Saved entries:

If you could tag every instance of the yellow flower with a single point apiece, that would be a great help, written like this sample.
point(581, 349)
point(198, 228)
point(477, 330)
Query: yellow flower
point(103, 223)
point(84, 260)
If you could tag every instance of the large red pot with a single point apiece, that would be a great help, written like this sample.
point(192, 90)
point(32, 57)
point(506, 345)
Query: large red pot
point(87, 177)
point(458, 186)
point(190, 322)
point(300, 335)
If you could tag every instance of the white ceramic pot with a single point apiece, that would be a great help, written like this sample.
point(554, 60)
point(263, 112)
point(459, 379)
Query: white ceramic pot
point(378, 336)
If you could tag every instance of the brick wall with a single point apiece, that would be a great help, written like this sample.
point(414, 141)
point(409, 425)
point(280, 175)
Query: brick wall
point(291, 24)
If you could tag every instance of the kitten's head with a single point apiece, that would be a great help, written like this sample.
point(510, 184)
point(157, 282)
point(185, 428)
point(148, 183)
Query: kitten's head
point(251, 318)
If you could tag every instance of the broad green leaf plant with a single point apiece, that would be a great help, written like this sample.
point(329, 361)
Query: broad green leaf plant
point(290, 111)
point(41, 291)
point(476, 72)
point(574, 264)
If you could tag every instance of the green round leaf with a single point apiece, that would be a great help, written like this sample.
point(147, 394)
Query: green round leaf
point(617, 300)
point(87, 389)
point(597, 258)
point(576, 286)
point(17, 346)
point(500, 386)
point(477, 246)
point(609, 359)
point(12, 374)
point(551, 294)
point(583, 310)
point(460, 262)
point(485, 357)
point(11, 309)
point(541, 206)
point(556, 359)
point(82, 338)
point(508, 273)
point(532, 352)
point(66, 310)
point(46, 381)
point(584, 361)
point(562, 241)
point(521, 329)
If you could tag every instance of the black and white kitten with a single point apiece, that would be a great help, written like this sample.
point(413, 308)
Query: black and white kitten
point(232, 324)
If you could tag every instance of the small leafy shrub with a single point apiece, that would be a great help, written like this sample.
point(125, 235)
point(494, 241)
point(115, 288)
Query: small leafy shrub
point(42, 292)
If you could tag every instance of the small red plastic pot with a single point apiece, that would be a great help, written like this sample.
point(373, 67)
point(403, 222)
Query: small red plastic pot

WORK REQUIRED: Scale the rows above, from the start through the line containing "point(84, 260)", and write those lines out again in full. Multiply every answer coordinate by 0.25 and round to whole numbers with halves going up, but keep the sample coordinates and all other text unchanged.

RESPONSE:
If you could tag every instance of the yellow flower with a single point apiece, that would be a great help, written like this sample.
point(581, 349)
point(198, 228)
point(477, 330)
Query: yellow flower
point(26, 56)
point(21, 65)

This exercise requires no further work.